======== Extracted data ========

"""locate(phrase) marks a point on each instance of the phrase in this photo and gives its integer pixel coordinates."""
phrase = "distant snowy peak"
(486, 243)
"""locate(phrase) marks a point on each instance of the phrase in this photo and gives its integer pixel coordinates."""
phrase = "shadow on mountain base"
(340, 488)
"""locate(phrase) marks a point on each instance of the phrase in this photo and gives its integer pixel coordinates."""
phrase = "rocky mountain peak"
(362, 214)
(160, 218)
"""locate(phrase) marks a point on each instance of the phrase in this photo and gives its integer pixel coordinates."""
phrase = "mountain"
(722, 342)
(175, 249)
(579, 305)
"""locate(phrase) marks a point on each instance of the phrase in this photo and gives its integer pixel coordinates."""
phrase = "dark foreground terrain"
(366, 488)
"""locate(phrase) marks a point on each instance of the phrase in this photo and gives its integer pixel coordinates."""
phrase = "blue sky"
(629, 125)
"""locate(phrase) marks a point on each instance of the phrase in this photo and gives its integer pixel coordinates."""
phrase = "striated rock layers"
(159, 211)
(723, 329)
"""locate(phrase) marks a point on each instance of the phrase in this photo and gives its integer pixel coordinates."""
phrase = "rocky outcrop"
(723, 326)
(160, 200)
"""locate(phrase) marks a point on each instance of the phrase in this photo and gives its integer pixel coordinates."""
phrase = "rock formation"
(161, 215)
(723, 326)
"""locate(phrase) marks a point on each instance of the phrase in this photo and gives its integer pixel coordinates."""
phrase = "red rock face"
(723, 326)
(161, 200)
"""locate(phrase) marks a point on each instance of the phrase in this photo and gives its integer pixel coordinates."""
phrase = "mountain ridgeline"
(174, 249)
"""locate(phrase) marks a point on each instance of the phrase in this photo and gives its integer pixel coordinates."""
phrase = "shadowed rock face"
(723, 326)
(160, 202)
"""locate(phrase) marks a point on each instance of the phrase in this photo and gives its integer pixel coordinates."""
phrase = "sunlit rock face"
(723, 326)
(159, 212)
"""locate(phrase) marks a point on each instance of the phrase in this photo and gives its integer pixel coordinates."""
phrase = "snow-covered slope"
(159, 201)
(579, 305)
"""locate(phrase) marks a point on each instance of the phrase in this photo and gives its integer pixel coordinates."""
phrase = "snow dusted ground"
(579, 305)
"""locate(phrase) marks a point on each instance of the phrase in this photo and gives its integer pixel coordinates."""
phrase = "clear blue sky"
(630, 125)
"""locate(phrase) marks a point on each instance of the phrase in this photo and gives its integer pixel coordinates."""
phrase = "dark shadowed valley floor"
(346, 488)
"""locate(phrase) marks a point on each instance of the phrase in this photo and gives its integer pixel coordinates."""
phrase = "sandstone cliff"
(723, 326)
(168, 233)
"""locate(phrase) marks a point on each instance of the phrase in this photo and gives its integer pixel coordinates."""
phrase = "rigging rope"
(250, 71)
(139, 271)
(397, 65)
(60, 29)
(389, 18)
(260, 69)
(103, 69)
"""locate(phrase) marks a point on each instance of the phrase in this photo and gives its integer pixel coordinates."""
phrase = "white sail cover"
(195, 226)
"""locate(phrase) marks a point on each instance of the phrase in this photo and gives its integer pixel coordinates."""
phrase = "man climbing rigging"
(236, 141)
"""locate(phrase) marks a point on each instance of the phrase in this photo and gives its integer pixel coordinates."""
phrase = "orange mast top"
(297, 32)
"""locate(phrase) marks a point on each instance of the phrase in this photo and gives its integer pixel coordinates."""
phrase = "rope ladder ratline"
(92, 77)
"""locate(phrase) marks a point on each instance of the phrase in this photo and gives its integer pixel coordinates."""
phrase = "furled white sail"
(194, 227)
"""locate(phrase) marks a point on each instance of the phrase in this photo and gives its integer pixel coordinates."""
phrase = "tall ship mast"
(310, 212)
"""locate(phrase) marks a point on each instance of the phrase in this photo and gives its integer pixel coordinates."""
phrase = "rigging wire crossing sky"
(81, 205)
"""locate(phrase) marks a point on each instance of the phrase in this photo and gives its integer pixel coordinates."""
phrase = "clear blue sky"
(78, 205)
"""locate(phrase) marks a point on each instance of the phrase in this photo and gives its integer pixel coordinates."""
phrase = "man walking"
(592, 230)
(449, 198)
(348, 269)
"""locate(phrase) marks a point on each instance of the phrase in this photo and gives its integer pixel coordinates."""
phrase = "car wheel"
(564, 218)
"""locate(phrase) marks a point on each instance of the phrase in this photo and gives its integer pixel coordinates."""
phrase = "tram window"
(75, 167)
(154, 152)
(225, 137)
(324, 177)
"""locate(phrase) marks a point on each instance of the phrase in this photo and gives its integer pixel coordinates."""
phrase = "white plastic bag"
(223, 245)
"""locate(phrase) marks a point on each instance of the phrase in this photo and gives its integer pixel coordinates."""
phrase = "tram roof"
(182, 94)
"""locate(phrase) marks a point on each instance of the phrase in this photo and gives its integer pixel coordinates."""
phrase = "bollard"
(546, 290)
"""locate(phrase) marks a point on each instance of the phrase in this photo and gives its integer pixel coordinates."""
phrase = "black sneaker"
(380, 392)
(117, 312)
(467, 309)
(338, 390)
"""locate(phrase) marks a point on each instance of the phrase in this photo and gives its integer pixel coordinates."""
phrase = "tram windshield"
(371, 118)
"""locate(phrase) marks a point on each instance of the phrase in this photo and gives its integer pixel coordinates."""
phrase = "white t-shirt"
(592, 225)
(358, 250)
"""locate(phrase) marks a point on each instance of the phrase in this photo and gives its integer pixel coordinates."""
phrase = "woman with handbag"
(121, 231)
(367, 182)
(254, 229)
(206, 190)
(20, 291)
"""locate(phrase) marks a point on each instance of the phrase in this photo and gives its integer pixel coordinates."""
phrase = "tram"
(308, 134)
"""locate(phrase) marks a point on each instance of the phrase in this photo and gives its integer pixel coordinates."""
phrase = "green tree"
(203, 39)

========

• **Aim of the exercise**
Take the material above and print all of it exactly.

• **Task result**
"""locate(phrase) marks a point on each instance of the phrase in this photo and gives its integer pixel coordinates."""
phrase = "distant snowy peak"
(486, 243)
"""locate(phrase) marks a point on each instance of the phrase in this photo and gives its integer pixel coordinates."""
phrase = "shadow on mountain base"
(340, 488)
"""locate(phrase) marks a point on each instance of the phrase in this photo and gives its integer pixel coordinates."""
phrase = "rocky mountain peak"
(362, 214)
(160, 218)
"""locate(phrase) marks a point on each instance of the phrase in this photo and gives its integer pixel coordinates."""
phrase = "mountain"
(722, 342)
(175, 249)
(579, 305)
"""locate(phrase) marks a point on each instance of the phrase in this photo and gives its integer pixel coordinates."""
phrase = "dark foreground terrain"
(366, 488)
"""locate(phrase) marks a point on each instance of the phrase in this photo and gives its integer pixel coordinates."""
phrase = "blue sky"
(629, 125)
"""locate(phrase) marks a point on each instance of the phrase in this photo and gives its integer pixel coordinates."""
phrase = "striated rock layers"
(159, 211)
(723, 329)
"""locate(phrase) marks a point on each instance of the phrase in this photo and gives its integer pixel coordinates."""
phrase = "rocky outcrop"
(723, 326)
(160, 200)
"""locate(phrase) marks a point on each instance of the phrase in this photo and gives its integer pixel coordinates."""
phrase = "rock formation"
(161, 215)
(723, 326)
"""locate(phrase) marks a point on each instance of the phrase in this photo and gives its integer pixel coordinates."""
phrase = "red rock face"
(723, 326)
(161, 200)
"""locate(phrase) marks a point on each instance of the phrase in this photo and gives its integer pixel coordinates."""
phrase = "mountain ridgeline"
(174, 249)
"""locate(phrase) marks a point on each instance of the phrase in this photo and gives its integer pixel coordinates."""
phrase = "shadowed rock face"
(723, 326)
(160, 202)
"""locate(phrase) marks a point on each instance of the phrase in this photo and gives its integer pixel coordinates."""
phrase = "sunlit rock face"
(723, 326)
(159, 212)
"""locate(phrase) marks a point on each instance of the phrase in this photo and gives its integer pixel coordinates."""
phrase = "snow-covered slope"
(159, 201)
(579, 305)
"""locate(phrase) marks a point on each instance of the phrase in this photo and gives its integer pixel coordinates."""
phrase = "snow dusted ground"
(579, 305)
"""locate(phrase) marks a point on each instance of the phrase in this photo and gives its integer pixel coordinates."""
phrase = "clear blue sky"
(630, 125)
"""locate(phrase) marks a point on each instance of the phrase in this photo and gives its integer pixel coordinates."""
phrase = "dark shadowed valley floor"
(346, 488)
"""locate(phrase) marks a point on each instance of the phrase in this photo and gives its integer pixel coordinates."""
phrase = "sandstone cliff"
(723, 326)
(168, 233)
"""locate(phrase) marks a point on each instance of the phrase in this photo and gives its integer pixel coordinates."""
phrase = "rigging rope"
(250, 71)
(139, 271)
(397, 65)
(60, 29)
(389, 18)
(260, 69)
(103, 69)
"""locate(phrase) marks a point on each instance of the phrase in this photo and gives its integer pixel coordinates."""
phrase = "white sail cover"
(195, 226)
"""locate(phrase) marks a point on each instance of the phrase in this photo and gives its integer pixel coordinates."""
phrase = "man climbing rigging"
(236, 141)
"""locate(phrase) marks a point on each instance of the phrase in this photo and gives its integer pixel coordinates."""
phrase = "orange mast top"
(297, 32)
"""locate(phrase) marks a point on each instance of the phrase in this photo and gives its integer pixel coordinates."""
phrase = "rope ladder ratline"
(92, 77)
"""locate(phrase) marks a point on each instance of the phrase in this photo and gives its integer pixel coordinates."""
phrase = "furled white sail"
(194, 227)
"""locate(phrase) marks a point on each instance of the phrase in this photo and gives its integer pixel coordinates."""
phrase = "tall ship mast"
(310, 212)
"""locate(phrase) marks a point on each instance of the phrase in this photo and gives its integer pixel coordinates."""
phrase = "rigging wire crossing sky"
(81, 205)
"""locate(phrase) marks a point on each instance of the phrase in this photo and gives its integer pixel coordinates."""
phrase = "clear blue sky"
(78, 205)
"""locate(phrase) marks a point on each instance of the phrase in this photo and gives its integer pixel coordinates."""
phrase = "man walking"
(592, 230)
(449, 198)
(348, 269)
"""locate(phrase) marks a point on each instance of the phrase in this photo and gives its integer pixel coordinates."""
phrase = "car wheel"
(564, 218)
"""locate(phrase) marks a point on each instance of the phrase in this photo and gives its integer pixel coordinates."""
phrase = "tram window"
(75, 167)
(154, 152)
(225, 137)
(324, 177)
"""locate(phrase) marks a point on each instance of the phrase in this photo and gives its integer pixel coordinates."""
phrase = "white plastic bag"
(223, 245)
"""locate(phrase) marks a point on each instance of the phrase in this photo and gives its integer pixel coordinates."""
phrase = "tram roof"
(182, 94)
"""locate(phrase) marks a point on each instance of the phrase in this photo and gives its integer pixel coordinates."""
phrase = "bollard"
(546, 290)
"""locate(phrase) marks a point on each instance of the phrase in this photo and gives its integer pixel coordinates."""
phrase = "black sneaker"
(380, 392)
(117, 312)
(467, 309)
(338, 390)
"""locate(phrase) marks a point on each instance of the phrase in this photo and gives its integer pixel coordinates."""
phrase = "tram windshield"
(371, 118)
"""locate(phrase) marks a point on each instance of the phrase in this photo and gives its integer pixel coordinates."""
phrase = "white t-shirt"
(592, 225)
(358, 250)
"""locate(phrase) marks a point on each instance of the phrase in this photo and gives its integer pixel coordinates."""
phrase = "woman with handbag"
(121, 231)
(367, 182)
(254, 229)
(206, 190)
(20, 291)
"""locate(phrase) marks a point on each instance of the phrase in this photo and gives its integer pixel coordinates."""
phrase = "tram"
(308, 134)
"""locate(phrase) marks a point on each instance of the phrase in this photo and gives its integer pixel coordinates."""
phrase = "green tree"
(203, 39)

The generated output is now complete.